• [PROMPT]
Starting at the line that contains "of the black", copy each line through the end of the listing below. Include both ends and output nothing more.

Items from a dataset
# # #

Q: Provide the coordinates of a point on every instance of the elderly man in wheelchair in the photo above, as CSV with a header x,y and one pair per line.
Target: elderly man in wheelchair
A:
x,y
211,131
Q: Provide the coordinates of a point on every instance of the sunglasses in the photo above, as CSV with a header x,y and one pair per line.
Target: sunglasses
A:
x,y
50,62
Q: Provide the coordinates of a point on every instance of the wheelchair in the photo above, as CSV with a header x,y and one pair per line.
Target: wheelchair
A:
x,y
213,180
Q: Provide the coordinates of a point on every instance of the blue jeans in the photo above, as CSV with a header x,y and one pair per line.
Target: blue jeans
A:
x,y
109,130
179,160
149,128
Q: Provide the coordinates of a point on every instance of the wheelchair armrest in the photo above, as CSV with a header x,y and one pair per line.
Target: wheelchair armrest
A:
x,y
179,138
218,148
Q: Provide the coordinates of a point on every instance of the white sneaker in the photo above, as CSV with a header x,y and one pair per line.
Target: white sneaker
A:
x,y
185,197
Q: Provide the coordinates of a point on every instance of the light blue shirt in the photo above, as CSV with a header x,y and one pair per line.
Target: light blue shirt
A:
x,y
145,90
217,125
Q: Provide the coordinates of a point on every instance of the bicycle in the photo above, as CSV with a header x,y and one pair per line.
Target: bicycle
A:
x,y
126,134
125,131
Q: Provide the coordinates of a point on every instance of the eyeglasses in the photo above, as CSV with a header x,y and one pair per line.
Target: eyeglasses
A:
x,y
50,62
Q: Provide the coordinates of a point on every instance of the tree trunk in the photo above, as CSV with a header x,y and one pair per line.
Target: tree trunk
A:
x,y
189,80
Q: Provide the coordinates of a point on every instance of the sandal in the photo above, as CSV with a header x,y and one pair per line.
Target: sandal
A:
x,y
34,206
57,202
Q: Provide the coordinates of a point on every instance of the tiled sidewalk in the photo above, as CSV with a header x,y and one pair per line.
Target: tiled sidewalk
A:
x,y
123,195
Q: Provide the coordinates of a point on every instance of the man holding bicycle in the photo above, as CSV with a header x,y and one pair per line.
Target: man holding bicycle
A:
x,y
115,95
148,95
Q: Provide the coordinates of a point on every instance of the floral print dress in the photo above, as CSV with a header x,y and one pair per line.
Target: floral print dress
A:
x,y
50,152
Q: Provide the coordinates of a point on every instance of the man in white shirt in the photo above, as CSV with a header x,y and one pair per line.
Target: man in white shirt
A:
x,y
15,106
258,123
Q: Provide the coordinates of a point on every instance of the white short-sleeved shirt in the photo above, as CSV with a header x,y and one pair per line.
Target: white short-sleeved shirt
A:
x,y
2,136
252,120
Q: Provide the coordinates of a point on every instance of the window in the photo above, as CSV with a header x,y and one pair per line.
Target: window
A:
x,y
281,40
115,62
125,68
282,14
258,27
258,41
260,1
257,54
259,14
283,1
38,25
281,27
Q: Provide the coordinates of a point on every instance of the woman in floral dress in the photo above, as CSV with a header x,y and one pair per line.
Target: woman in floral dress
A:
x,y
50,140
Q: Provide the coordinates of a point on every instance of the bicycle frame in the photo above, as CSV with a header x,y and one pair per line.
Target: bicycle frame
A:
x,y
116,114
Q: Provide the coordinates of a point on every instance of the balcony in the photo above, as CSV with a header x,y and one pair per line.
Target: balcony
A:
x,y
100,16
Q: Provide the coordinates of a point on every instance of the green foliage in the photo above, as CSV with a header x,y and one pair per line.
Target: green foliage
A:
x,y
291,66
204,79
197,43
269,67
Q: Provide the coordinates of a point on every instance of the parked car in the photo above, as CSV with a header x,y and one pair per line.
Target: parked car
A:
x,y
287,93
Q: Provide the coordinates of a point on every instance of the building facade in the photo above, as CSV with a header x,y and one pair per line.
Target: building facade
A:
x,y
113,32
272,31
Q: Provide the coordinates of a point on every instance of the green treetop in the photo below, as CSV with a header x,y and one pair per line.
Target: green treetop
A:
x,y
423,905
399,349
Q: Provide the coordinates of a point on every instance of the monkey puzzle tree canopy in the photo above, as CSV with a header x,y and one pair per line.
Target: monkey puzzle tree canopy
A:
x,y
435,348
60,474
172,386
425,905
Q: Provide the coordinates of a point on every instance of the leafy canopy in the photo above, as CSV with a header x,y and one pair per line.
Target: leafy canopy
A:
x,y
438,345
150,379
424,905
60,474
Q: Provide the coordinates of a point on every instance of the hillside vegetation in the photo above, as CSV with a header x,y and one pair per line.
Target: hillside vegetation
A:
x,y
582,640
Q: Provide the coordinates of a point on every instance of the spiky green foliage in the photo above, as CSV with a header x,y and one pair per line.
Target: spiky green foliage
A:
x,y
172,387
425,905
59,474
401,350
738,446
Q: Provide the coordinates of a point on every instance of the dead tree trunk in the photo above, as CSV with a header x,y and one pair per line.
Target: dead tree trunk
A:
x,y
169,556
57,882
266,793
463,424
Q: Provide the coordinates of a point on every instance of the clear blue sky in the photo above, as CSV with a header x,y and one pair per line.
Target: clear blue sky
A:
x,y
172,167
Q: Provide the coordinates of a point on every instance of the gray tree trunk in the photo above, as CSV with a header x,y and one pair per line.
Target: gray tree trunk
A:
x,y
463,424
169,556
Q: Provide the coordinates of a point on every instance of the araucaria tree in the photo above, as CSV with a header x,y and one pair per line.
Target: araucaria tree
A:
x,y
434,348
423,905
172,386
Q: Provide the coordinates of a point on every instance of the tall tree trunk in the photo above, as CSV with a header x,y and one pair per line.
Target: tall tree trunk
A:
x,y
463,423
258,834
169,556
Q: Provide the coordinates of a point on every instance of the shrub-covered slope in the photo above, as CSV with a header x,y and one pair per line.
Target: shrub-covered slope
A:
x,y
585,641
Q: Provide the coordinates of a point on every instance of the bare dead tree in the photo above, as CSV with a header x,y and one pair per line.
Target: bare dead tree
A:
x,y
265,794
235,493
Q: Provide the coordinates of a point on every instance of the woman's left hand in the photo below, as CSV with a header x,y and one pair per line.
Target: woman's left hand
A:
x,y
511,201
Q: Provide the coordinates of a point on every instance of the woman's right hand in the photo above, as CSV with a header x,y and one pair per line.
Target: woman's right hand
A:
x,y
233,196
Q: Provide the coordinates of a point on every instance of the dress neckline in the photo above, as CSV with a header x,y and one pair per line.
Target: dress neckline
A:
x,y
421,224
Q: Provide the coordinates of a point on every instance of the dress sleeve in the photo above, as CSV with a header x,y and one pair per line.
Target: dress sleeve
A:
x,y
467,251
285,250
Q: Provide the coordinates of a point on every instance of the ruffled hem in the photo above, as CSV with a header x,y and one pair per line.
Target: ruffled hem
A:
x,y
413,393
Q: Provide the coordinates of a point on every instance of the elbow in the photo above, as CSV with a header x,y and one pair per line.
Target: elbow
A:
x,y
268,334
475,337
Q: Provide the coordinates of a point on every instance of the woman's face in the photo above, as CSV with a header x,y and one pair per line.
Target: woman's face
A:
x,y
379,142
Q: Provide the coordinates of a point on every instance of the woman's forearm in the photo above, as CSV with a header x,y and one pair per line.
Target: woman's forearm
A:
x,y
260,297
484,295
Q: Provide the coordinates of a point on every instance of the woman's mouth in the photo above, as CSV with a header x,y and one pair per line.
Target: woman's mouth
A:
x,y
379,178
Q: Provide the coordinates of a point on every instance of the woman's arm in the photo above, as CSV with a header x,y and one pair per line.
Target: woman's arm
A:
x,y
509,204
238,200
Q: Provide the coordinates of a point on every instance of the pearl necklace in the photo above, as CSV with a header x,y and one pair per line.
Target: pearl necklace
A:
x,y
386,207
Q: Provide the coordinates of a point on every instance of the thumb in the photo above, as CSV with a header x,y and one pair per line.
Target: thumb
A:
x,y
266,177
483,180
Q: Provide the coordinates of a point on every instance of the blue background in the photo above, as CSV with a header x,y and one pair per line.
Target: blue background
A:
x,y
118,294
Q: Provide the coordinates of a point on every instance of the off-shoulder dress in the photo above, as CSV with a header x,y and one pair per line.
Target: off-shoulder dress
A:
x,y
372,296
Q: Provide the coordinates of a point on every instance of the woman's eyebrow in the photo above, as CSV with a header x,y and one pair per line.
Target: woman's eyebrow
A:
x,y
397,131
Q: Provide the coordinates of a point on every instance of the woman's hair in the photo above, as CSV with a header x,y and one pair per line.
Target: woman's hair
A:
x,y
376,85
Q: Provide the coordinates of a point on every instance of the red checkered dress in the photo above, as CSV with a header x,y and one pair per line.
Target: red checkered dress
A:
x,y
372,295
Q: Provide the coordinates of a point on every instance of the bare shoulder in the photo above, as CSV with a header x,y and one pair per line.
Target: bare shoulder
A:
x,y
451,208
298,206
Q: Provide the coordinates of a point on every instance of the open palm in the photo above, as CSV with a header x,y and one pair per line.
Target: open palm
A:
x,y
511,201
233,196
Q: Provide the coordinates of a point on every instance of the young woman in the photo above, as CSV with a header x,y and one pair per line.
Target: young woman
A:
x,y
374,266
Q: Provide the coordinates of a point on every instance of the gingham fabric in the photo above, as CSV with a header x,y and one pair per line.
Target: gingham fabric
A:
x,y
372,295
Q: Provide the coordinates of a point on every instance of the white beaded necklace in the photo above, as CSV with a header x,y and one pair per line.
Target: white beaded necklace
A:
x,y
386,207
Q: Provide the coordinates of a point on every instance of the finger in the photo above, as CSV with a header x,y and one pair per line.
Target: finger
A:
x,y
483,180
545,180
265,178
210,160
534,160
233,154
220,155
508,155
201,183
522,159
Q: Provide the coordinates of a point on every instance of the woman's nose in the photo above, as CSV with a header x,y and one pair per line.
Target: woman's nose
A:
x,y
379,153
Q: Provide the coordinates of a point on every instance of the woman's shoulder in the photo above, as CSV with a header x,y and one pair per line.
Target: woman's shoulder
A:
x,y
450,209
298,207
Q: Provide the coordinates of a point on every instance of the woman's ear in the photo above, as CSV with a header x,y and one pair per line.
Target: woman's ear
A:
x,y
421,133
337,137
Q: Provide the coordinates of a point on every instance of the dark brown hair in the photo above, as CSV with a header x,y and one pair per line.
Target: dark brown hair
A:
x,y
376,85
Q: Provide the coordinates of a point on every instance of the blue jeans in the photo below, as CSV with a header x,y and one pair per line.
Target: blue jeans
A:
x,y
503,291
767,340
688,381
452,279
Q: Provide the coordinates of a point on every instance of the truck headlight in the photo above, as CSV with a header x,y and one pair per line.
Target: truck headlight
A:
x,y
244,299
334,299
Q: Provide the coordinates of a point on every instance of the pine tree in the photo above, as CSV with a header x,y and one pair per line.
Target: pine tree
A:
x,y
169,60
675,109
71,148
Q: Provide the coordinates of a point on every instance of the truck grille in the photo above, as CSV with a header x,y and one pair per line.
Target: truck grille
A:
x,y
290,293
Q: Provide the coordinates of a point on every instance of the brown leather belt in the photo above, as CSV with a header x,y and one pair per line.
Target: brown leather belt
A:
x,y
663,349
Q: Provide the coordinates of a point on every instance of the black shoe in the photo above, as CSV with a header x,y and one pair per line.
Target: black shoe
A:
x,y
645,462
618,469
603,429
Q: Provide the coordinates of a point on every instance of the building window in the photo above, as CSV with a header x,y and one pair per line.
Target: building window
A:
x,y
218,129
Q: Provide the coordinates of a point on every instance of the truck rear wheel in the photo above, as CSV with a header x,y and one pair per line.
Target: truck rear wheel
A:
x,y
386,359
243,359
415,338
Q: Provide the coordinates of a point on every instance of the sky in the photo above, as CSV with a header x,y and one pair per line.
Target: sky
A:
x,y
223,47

# # #

• [COMPLETED TASK]
Q: Provide the coordinates of a point on every instance of the black shoe in the photo above, as CSV with a header x,y and one pair per line.
Target: black shoe
A:
x,y
645,462
618,469
603,429
Q: Provide the coordinates of a point on every instance of the building window in the photo above, as CSV with a header x,y and one pair per line.
Target: building window
A:
x,y
218,129
Q: Provide the coordinates of a point on every instance of the truck rear wheel in the photo above, as CSV with a header x,y and one pair per line.
Target: truck rear wheel
A:
x,y
386,359
243,359
415,338
Q: Provide the coordinates of a point on every instance of the sky in the photo above, as CSV with a header x,y and one pair per line.
Target: sky
A:
x,y
223,47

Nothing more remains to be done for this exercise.